Copy every line of the items from the line holding "Any undergrowth —" through the end of the items, inclusive, and shift each bounding box coordinate in the answers up by 57 while leaving all other lines as they are.
════
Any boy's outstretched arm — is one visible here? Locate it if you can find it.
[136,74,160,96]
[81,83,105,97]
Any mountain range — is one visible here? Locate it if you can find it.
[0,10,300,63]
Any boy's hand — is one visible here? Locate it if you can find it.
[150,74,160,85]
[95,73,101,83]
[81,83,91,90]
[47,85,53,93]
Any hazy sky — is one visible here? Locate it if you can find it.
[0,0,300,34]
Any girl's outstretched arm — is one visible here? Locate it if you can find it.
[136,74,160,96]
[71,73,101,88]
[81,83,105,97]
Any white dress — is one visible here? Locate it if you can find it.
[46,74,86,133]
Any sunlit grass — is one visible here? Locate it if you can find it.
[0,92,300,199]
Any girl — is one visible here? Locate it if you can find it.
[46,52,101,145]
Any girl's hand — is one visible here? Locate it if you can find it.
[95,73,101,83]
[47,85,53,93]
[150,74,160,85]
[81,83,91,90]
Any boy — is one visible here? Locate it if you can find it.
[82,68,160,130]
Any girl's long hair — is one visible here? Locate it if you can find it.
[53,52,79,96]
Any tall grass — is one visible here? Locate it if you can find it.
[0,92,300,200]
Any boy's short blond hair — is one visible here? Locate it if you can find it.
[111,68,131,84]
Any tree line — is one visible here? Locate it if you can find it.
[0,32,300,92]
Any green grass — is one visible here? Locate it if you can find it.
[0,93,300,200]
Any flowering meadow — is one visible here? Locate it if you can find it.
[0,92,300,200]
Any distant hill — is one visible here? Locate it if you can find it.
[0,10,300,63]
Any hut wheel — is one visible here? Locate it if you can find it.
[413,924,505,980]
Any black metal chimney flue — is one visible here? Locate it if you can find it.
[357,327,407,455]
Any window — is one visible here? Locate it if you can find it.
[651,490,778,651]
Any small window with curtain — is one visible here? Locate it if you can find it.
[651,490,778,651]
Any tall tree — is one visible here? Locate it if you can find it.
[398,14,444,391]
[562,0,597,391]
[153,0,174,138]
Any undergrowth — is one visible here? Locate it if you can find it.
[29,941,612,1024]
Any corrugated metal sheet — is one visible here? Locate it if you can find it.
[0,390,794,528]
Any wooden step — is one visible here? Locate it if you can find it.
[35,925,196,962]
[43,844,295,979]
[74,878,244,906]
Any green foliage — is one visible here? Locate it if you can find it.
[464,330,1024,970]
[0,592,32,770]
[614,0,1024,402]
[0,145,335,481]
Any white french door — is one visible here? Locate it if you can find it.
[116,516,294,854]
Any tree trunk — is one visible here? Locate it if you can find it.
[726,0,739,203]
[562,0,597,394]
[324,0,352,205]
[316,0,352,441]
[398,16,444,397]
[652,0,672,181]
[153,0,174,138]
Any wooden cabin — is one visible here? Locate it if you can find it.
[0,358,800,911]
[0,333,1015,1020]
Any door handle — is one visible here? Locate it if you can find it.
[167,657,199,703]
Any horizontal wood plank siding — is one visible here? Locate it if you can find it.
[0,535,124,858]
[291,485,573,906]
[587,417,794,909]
════
The solution:
Any undergrowth — is one visible here? Locate it if you can find it.
[86,998,669,1081]
Any corrugated metal sheet — is one visible here? Locate it if you can find it.
[57,447,851,585]
Any wooden step — is one visible here? Locate it if you can find it.
[92,982,253,1019]
[100,901,352,1036]
[131,935,301,963]
Any green foliage — is one visible here? Locate it if you can find it.
[521,387,1081,1027]
[57,649,89,827]
[671,57,1081,459]
[57,202,392,538]
Any white french door — is one visible here? Locate it if you can find it.
[173,573,351,911]
Any tree trunk — is one visible here? Locate it if you can find it.
[783,57,796,260]
[619,57,654,451]
[381,57,409,262]
[373,57,409,498]
[455,73,501,454]
[709,57,729,238]
[210,57,231,195]
Any wooden cabin — is one visible here? Locate it if you can find it.
[57,415,857,968]
[57,390,1072,1077]
Any door handle — is one visible here? Locate it if you can find it.
[224,714,256,760]
Any horizontal wood plank siding — is one visible here? Locate it if you can find it.
[57,592,181,915]
[348,542,630,963]
[644,474,851,966]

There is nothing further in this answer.